Hükümetten beklentilerini ifade eden Çelebi, CHP’ye de saymayı da ihmal etmiyor. CHP’ye küskün başkan, CHP’yi sosyal politikaların üretilmemesi ve bunun için “ortaklıkların sağlanmasında gerekli çabanın gösterilmemesiyle” (yani kendilerini sürece katmamakla) eleştiriyor. Emekçilerin yüzlerini mücadeleye değil, bir kez daha parlementoya, ya da has sermaye partisi olan CHP’ye dönmeye çağırıyor.

(Bir koleksiyondan çıkarılan veriler)
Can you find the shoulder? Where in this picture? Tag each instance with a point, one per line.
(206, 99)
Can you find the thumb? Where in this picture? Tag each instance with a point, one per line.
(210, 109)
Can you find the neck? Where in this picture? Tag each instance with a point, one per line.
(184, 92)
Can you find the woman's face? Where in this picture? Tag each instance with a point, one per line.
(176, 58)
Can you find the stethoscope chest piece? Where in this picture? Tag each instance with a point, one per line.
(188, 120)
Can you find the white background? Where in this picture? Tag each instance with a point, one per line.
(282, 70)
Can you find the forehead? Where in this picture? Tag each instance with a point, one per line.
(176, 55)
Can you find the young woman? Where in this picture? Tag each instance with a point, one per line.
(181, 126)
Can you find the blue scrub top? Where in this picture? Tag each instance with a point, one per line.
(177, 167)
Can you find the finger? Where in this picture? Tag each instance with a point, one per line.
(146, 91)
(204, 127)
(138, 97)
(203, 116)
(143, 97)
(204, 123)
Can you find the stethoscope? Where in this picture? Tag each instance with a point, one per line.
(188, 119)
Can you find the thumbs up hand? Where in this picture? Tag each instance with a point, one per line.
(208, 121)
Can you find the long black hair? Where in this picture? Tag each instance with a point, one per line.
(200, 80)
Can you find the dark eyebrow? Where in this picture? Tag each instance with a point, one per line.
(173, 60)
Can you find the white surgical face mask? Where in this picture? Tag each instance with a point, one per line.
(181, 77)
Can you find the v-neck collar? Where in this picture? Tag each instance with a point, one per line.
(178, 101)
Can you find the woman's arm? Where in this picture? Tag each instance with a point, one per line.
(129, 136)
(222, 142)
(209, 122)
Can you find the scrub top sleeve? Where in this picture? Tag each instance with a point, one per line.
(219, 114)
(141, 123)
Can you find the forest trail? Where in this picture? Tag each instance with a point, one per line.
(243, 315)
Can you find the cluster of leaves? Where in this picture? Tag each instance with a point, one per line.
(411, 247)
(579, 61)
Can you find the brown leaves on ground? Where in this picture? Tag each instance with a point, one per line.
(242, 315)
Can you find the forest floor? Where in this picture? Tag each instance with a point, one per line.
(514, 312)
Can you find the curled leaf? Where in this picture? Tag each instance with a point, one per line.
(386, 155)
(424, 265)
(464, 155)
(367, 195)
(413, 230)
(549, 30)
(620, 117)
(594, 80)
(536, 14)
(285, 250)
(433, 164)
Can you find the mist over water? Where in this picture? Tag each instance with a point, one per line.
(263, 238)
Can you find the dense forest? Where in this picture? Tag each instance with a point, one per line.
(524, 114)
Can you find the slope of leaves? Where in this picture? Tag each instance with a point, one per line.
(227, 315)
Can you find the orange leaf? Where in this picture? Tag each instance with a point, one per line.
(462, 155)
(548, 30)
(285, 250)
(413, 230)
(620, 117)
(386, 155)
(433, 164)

- _Görevler_
**1)** Lütfen sağlanan metnin tamamını hiçbir değişiklik yapmadan kopyalayın.
**2)** Kayıtlarda "Can you find the orange" ifadesinin geçtiği satırdan kayıtların sonuna kadar uzanan bölümü, "orange" sözcüğünü "yellow" ile değiştirerek yeniden yazın. Geri kalan her şey aynen kalsın ve yalnızca bu bölümü verin.

- _Çözümler_
**1)**
Hükümetten beklentilerini ifade eden Çelebi, CHP’ye de saymayı da ihmal etmiyor. CHP’ye küskün başkan, CHP’yi sosyal politikaların üretilmemesi ve bunun için “ortaklıkların sağlanmasında gerekli çabanın gösterilmemesiyle” (yani kendilerini sürece katmamakla) eleştiriyor. Emekçilerin yüzlerini mücadeleye değil, bir kez daha parlementoya, ya da has sermaye partisi olan CHP’ye dönmeye çağırıyor.

**2)**
Can you find the yellow leaf? Where in this picture? Tag each instance with a point, one per line.
(462, 155)
(548, 30)
(285, 250)
(413, 230)
(620, 117)
(386, 155)
(433, 164)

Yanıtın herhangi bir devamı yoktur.